## Document passage

=== Section Start ===

[![Open In Colab](https://colab.research.google.com/assets/colab-badge.svg)](https://colab.research.google.com/github/AccelerationConsortium/ac-microcourses/blob/main/notebooks/sdl-demo.ipynb)

### Getting Started
The following code lets you run the SDL demo remotely from your browser. You can run cells one at a time using the play button to the left of each cell, or you can run all cells sequentially using "Runtime" --> "Run all" via the menu bar.

<!-- Right now, multiple people running will throw things off. I should make sure the requested input parameters are in the payload and then make sure mqtt_observe_sensor_data waits for the input parameters that correspond to experiment that was requested and ignores anything else. If two people request the same experiment at the same exact time, then the experiment will be run twice and only one of the experiments will be reported to both parties. Kind of a limitation, but could probably be dealt with by including a client_id or similar as a kwarg. -->

First, let's install the `self_driving_lab_demo` Python package.

=== Section End ===

## Task prompt
Copy the getting-started section from "### Getting Started" to "the menu bar.", word for word. The rows that follow come from a separate source.

## Data excerpts
=== Section Start ===

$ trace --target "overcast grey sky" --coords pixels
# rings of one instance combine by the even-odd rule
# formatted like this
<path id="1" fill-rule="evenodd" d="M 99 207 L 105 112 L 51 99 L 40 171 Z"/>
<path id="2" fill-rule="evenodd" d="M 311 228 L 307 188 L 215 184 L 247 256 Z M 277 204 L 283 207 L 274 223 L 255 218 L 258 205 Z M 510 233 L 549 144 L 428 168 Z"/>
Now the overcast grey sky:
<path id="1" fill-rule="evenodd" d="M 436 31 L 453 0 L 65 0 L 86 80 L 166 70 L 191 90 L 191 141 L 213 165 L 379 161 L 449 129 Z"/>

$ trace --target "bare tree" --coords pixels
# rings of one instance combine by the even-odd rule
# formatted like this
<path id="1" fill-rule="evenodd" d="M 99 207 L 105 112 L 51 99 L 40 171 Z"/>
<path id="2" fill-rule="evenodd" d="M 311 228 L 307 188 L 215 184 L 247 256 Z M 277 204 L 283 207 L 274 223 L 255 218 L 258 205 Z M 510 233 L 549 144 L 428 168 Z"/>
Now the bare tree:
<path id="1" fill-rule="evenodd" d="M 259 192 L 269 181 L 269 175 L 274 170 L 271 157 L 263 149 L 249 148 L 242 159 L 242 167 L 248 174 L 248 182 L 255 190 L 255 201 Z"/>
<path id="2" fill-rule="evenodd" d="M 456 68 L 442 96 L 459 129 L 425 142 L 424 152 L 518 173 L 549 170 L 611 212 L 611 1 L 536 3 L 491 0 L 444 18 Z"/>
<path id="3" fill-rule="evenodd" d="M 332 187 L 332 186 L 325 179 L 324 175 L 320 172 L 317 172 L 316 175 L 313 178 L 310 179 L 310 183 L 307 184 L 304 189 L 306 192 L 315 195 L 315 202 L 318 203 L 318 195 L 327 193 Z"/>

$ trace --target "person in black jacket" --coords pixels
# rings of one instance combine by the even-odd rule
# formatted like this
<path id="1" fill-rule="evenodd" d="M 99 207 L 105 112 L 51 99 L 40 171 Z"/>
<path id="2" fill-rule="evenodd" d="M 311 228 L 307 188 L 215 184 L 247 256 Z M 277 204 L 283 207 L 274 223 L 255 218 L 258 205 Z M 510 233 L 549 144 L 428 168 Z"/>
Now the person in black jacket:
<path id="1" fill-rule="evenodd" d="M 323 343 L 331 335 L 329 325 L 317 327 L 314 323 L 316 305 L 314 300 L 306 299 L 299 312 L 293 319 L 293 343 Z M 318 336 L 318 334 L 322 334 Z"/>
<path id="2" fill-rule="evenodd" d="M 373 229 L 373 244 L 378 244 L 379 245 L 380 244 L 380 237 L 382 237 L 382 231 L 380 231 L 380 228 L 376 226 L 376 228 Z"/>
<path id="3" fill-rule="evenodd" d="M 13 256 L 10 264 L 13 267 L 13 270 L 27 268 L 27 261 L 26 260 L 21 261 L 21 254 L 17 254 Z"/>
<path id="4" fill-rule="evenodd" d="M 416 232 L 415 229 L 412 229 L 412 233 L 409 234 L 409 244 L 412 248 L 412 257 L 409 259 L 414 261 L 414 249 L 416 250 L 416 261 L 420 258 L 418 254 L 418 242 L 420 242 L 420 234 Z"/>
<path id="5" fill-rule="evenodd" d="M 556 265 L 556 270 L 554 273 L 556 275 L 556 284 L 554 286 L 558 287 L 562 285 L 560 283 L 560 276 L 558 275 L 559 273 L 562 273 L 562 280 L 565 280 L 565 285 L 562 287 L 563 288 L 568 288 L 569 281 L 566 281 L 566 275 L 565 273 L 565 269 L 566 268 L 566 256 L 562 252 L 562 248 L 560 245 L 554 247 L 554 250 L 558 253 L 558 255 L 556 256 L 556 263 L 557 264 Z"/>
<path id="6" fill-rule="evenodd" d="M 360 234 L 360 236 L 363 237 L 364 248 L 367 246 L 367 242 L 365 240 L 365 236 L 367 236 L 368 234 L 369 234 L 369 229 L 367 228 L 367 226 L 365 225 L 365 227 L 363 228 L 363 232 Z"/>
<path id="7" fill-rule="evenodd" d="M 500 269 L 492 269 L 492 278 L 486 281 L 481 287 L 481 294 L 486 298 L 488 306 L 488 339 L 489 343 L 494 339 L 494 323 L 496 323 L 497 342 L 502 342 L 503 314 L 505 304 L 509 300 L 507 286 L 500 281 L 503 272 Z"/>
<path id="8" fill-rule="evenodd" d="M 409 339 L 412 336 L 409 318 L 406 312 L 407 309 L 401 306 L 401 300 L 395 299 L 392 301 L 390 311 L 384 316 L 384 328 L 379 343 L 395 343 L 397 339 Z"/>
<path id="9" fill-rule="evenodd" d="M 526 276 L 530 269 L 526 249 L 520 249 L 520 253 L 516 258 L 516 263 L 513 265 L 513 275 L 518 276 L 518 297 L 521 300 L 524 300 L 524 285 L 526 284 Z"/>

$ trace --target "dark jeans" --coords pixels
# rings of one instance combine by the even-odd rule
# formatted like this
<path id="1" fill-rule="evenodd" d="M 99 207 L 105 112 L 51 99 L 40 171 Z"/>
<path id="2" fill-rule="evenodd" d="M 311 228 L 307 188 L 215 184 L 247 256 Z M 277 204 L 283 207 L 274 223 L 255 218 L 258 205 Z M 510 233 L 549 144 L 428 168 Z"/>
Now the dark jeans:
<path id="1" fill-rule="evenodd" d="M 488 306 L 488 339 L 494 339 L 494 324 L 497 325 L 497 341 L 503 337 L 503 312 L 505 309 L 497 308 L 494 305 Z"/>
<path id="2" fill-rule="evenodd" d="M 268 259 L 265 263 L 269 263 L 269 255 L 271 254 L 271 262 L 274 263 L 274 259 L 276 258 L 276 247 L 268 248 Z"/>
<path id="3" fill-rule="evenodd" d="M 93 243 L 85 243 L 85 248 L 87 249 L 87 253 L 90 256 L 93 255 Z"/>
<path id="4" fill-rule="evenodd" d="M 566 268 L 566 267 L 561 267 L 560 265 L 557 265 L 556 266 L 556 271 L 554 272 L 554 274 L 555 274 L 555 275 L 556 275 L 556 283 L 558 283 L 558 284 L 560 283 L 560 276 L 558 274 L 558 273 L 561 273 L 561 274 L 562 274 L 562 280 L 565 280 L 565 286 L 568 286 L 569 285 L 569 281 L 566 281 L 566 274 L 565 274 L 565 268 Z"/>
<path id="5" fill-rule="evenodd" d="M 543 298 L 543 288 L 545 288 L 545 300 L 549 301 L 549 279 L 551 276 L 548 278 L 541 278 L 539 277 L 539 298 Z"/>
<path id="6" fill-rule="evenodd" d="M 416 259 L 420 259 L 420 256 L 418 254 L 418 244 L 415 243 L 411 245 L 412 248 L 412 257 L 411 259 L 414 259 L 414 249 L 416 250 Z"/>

=== Section End ===

## Task output
### Getting Started
The following code lets you run the SDL demo remotely from your browser. You can run cells one at a time using the play button to the left of each cell, or you can run all cells sequentially using "Runtime" --> "Run all" via the menu bar.